→ **EXERCISE REQUIREMENTS**:
A. From the article about mis-labeled training data, list every sentence that ends with a question mark.
B. Translate this sentence from the article about mis-labeled training data into Spanish: "If some classes were more ‘similar’ to each other, it would be easier for a model to make mistakes between instances from look-alike classes than between examples pulled from entirely different ones."
C. For each statement, say whether it agrees with the article about mis-labeled training data. Answer yes or no and quote the words from the article that decide it.
(i) The article was published in Analytics Vidhya.
(ii) The article has three coauthors.
(iii) The authors regarded relative class sensitivity as a well-studied topic in Machine Learning.

→ **QUOTED PASSAGE**:

╭──

We tried to ‘lie’ to our classification model by feeding mis-labeled data and analyzed the results…

[This article has been coauthored by Jennifer Prendki and Akanksha Devkar from Alectio, and has been published in Analytics Vidhya]

In a previous blog, we focused on trying to understand how particular classes could be more or less sensitive to the induction of noise in their labels, and to variations on the volume of training data used. If some classes were more ‘similar’ to each other, it would be easier for a model to make mistakes between instances from look-alike classes than between examples pulled from entirely different ones. We felt that this relative sensitivity was an understudied topic in Machine Learning, especially considering the potential gain of some research in this area could yield. For instance:

• If not all classes, and eventually all records, are equally sensitive to bad labels, then shouldn’t we spend more effort getting those ones labeled properly?
• If two classes were too similar to each other, wouldn’t that be an indication that the data is not well adapted to the number of classes we chose? That the ML scientist’s best bet would be to merge those two classes?

╰──

→ **DATA LISTING**:
╭──

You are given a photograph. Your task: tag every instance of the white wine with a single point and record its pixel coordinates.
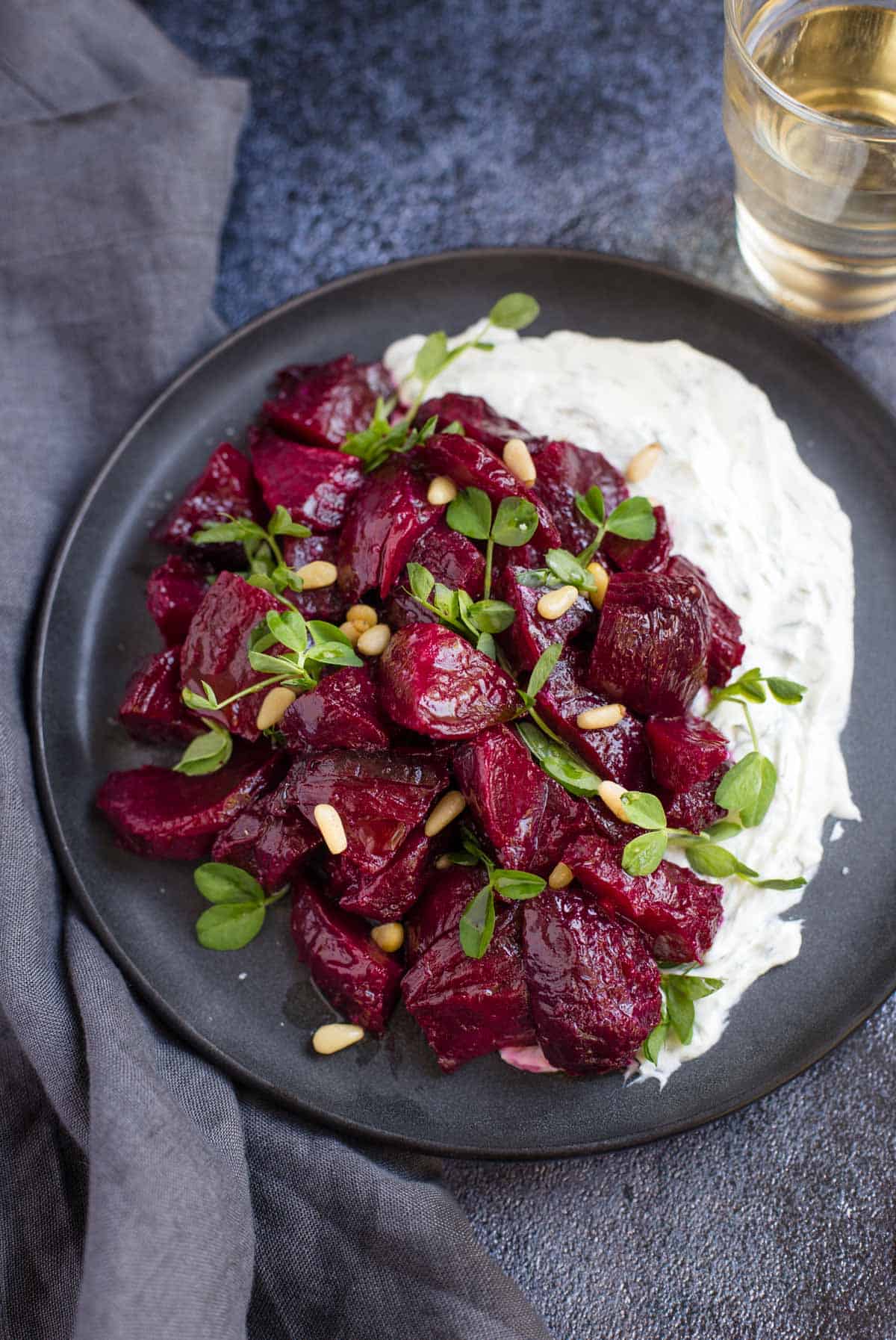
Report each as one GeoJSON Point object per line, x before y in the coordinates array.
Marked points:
{"type": "Point", "coordinates": [815, 152]}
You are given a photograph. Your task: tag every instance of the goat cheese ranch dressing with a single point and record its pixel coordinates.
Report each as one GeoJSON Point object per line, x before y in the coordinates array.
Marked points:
{"type": "Point", "coordinates": [774, 545]}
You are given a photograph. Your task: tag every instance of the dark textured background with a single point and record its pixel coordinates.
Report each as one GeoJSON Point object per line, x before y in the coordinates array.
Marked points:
{"type": "Point", "coordinates": [383, 130]}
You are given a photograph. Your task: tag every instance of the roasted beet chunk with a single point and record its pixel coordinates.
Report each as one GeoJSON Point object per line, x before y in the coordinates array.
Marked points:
{"type": "Point", "coordinates": [592, 982]}
{"type": "Point", "coordinates": [433, 681]}
{"type": "Point", "coordinates": [354, 973]}
{"type": "Point", "coordinates": [379, 798]}
{"type": "Point", "coordinates": [160, 813]}
{"type": "Point", "coordinates": [153, 708]}
{"type": "Point", "coordinates": [685, 751]}
{"type": "Point", "coordinates": [617, 752]}
{"type": "Point", "coordinates": [216, 649]}
{"type": "Point", "coordinates": [173, 595]}
{"type": "Point", "coordinates": [564, 471]}
{"type": "Point", "coordinates": [651, 646]}
{"type": "Point", "coordinates": [727, 650]}
{"type": "Point", "coordinates": [323, 403]}
{"type": "Point", "coordinates": [224, 489]}
{"type": "Point", "coordinates": [386, 519]}
{"type": "Point", "coordinates": [469, 1007]}
{"type": "Point", "coordinates": [678, 913]}
{"type": "Point", "coordinates": [314, 484]}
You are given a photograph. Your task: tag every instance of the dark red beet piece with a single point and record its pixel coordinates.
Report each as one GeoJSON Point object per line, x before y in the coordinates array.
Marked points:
{"type": "Point", "coordinates": [216, 649]}
{"type": "Point", "coordinates": [678, 913]}
{"type": "Point", "coordinates": [381, 798]}
{"type": "Point", "coordinates": [386, 519]}
{"type": "Point", "coordinates": [641, 555]}
{"type": "Point", "coordinates": [469, 1007]}
{"type": "Point", "coordinates": [727, 650]}
{"type": "Point", "coordinates": [529, 634]}
{"type": "Point", "coordinates": [594, 987]}
{"type": "Point", "coordinates": [323, 403]}
{"type": "Point", "coordinates": [312, 483]}
{"type": "Point", "coordinates": [685, 751]}
{"type": "Point", "coordinates": [173, 595]}
{"type": "Point", "coordinates": [565, 469]}
{"type": "Point", "coordinates": [160, 813]}
{"type": "Point", "coordinates": [153, 708]}
{"type": "Point", "coordinates": [433, 681]}
{"type": "Point", "coordinates": [651, 646]}
{"type": "Point", "coordinates": [225, 488]}
{"type": "Point", "coordinates": [617, 752]}
{"type": "Point", "coordinates": [357, 977]}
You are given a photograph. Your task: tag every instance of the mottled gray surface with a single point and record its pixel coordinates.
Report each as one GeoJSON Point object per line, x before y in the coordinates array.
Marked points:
{"type": "Point", "coordinates": [383, 130]}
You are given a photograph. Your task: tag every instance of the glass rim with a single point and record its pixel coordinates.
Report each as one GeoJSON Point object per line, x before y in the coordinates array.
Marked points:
{"type": "Point", "coordinates": [785, 99]}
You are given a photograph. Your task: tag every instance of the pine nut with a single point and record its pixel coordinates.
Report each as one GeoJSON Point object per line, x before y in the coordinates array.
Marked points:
{"type": "Point", "coordinates": [553, 604]}
{"type": "Point", "coordinates": [597, 719]}
{"type": "Point", "coordinates": [335, 1037]}
{"type": "Point", "coordinates": [444, 813]}
{"type": "Point", "coordinates": [317, 575]}
{"type": "Point", "coordinates": [374, 641]}
{"type": "Point", "coordinates": [331, 828]}
{"type": "Point", "coordinates": [602, 578]}
{"type": "Point", "coordinates": [519, 462]}
{"type": "Point", "coordinates": [560, 875]}
{"type": "Point", "coordinates": [273, 707]}
{"type": "Point", "coordinates": [363, 615]}
{"type": "Point", "coordinates": [643, 462]}
{"type": "Point", "coordinates": [390, 937]}
{"type": "Point", "coordinates": [442, 489]}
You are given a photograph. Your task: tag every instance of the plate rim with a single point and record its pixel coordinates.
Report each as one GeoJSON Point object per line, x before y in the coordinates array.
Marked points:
{"type": "Point", "coordinates": [122, 960]}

╰──

→ **THE ANSWERS**:
A.
1. If not all classes, and eventually all records, are equally sensitive to bad labels, then shouldn’t we spend more effort getting those ones labeled properly?
2. If two classes were too similar to each other, wouldn’t that be an indication that the data is not well adapted to the number of classes we chose?
3. That the ML scientist’s best bet would be to merge those two classes?

B. Si algunas clases fueran más «similares» entre sí, sería más fácil para un modelo cometer errores entre instancias de clases parecidas que entre ejemplos tomados de clases completamente distintas.

C.
(i) Yes: "has been published in Analytics Vidhya"
(ii) No: "coauthored by Jennifer Prendki and Akanksha Devkar"
(iii) No: "this relative sensitivity was an understudied topic in Machine Learning"